Reportage: Ces volontaires japonais curieux du Maroc

Ils sont professeurs, ingénieurs, spécialistes d'un domaine pointu... Une soixantaine de Japonais arrivés au Maroc cette année partagent leur savoir faire dans le cadre d’un programme de volontariat. Rencontre avec ces passionnés à Marrakech et à Tahanaout.

Par

Crédit: JICA

Il est 11 heures du matin quand nous arrivons dans la petite ville de Tahanaout, à une trentaine de minutes de route de Marrakech. Le bus nous laisse précisément devant le collège Al Majd. Dans cet établissement scolaire qui ressemble à n’importe quel collège du service public, une personne dénote dans le décor rouge ocre :  Nishikawa Midori, une volontaire japonaise, dirige des travaux pratiques de SVT (Sciences de la vie et de la terre).

Dans une salle de classe elle assiste, attentive, une professeure marocaine qui se charge de dispenser le cours théorique. C’est le moment du cours pratique, Nishikawa Midori entre en scène. Elle a commencé tout d’abord  par mimer des gestes que les élèves comprenaient aisément. Elle leur explique comment procéder pour obtenir une solution  jaunâtre à partir d’une feuille de plante et de l’eau de javel .

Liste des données
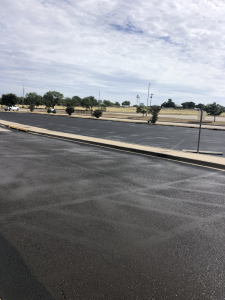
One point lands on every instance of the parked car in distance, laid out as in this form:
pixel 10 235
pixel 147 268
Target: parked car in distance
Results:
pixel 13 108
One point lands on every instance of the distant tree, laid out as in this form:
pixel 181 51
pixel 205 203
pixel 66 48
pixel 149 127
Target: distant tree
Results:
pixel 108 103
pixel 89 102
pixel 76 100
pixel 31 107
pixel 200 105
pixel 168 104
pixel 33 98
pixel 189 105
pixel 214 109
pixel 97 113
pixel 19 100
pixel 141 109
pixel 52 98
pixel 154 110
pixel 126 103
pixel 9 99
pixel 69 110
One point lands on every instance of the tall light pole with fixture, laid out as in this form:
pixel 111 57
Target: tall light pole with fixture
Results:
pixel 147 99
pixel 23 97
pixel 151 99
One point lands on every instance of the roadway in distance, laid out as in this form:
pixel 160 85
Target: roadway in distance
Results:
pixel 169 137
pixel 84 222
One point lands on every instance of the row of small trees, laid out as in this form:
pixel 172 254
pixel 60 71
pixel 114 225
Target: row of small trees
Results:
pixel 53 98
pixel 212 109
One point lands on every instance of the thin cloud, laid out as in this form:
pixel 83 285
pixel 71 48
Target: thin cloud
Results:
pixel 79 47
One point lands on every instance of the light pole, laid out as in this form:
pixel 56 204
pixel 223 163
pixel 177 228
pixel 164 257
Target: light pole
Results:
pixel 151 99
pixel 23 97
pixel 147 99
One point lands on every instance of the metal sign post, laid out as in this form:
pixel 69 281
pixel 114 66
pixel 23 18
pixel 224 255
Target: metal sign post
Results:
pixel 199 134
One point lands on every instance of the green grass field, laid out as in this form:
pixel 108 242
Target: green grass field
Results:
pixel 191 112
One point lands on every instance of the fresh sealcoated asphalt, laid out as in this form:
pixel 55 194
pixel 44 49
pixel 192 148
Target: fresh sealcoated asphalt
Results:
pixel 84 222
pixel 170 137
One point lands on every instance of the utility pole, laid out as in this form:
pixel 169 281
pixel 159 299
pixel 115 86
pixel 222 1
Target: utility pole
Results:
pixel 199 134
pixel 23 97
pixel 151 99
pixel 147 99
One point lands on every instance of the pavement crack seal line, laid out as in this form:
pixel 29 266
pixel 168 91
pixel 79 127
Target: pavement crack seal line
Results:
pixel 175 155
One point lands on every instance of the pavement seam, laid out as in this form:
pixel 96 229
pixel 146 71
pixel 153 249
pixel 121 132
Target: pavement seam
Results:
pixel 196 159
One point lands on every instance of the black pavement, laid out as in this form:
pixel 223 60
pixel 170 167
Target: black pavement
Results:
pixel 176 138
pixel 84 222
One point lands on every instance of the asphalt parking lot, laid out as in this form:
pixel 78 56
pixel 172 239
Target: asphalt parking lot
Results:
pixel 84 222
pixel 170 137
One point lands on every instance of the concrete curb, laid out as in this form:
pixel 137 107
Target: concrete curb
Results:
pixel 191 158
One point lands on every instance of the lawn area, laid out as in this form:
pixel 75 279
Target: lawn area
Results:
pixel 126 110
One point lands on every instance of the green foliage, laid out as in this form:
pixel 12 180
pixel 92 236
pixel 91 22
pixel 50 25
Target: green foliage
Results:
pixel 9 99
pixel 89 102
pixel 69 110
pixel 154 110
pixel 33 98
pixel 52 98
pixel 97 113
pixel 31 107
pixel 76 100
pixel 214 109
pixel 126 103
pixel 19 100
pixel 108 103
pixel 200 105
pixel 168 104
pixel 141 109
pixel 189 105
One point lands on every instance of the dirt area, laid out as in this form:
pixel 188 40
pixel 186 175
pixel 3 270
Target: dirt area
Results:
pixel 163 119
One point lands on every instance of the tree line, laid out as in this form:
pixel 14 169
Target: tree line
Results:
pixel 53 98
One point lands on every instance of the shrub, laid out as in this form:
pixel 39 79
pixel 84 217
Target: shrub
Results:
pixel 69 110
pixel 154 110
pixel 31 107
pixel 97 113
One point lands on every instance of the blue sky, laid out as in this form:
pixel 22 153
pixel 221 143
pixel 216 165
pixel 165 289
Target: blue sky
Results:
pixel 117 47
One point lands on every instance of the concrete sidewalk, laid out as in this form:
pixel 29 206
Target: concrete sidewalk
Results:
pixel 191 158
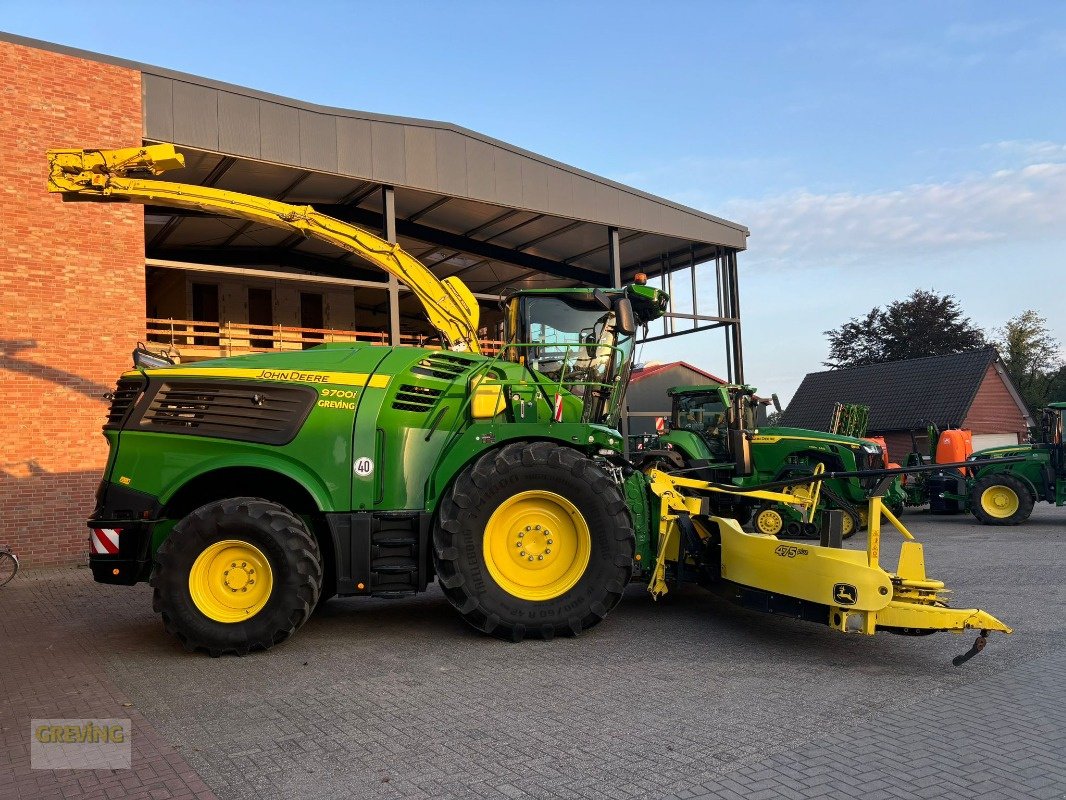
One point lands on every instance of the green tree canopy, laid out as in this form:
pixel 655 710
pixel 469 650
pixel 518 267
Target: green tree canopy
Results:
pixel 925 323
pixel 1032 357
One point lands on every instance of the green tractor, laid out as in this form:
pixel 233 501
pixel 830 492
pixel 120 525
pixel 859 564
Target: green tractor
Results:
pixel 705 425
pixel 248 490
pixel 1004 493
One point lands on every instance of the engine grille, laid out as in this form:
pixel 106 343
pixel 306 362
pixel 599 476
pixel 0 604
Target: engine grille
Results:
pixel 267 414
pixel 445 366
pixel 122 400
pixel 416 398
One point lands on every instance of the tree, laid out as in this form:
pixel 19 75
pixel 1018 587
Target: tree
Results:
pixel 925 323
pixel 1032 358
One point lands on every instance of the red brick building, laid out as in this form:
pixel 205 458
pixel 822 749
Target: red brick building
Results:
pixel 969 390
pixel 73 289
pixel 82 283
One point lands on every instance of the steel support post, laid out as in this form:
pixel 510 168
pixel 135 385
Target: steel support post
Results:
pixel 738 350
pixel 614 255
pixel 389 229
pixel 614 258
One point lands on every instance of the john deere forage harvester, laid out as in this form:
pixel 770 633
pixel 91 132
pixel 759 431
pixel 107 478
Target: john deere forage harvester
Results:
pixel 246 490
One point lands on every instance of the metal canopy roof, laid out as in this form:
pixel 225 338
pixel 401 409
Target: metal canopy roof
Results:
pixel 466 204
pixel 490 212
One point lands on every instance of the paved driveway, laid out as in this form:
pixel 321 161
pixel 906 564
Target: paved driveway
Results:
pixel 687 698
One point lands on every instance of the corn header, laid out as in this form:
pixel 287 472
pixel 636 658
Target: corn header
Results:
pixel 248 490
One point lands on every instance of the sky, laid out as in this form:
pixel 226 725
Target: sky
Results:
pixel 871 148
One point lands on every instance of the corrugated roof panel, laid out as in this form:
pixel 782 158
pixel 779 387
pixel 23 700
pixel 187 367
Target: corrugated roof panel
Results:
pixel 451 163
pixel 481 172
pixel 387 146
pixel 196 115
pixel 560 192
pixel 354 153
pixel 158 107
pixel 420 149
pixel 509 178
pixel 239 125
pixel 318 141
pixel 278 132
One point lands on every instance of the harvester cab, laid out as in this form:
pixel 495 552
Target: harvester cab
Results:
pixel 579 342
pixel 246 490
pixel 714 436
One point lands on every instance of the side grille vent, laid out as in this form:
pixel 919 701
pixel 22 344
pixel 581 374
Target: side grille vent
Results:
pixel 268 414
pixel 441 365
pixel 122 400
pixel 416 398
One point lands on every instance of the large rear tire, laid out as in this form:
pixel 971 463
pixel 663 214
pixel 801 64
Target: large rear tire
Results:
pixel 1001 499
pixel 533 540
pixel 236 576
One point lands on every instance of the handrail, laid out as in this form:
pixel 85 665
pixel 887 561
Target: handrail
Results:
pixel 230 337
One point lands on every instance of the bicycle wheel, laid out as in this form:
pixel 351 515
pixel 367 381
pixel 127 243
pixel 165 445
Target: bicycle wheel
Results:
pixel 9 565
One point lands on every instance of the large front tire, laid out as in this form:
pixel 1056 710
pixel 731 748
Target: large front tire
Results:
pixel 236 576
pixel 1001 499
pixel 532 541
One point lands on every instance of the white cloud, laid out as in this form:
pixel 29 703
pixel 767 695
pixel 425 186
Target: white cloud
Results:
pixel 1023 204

* Consigne donnée A
D'après le reportage, dans quel collège de Tahanaout la volontaire japonaise dirige-t-elle des travaux pratiques ?
* Consigne donnée B
Réécrivez la partie du reportage qui va de « Crédit: JICA » jusqu'à « l’eau de javel . » inclus, en remplaçant « professeure marocaine » par « enseignante marocaine ».

* Réponse correcte A
Au collège Al Majd.

* Réponse correcte B
Crédit: JICA

Il est 11 heures du matin quand nous arrivons dans la petite ville de Tahanaout, à une trentaine de minutes de route de Marrakech. Le bus nous laisse précisément devant le collège Al Majd. Dans cet établissement scolaire qui ressemble à n’importe quel collège du service public, une personne dénote dans le décor rouge ocre :  Nishikawa Midori, une volontaire japonaise, dirige des travaux pratiques de SVT (Sciences de la vie et de la terre).

Dans une salle de classe elle assiste, attentive, une enseignante marocaine qui se charge de dispenser le cours théorique. C’est le moment du cours pratique, Nishikawa Midori entre en scène. Elle a commencé tout d’abord  par mimer des gestes que les élèves comprenaient aisément. Elle leur explique comment procéder pour obtenir une solution  jaunâtre à partir d’une feuille de plante et de l’eau de javel .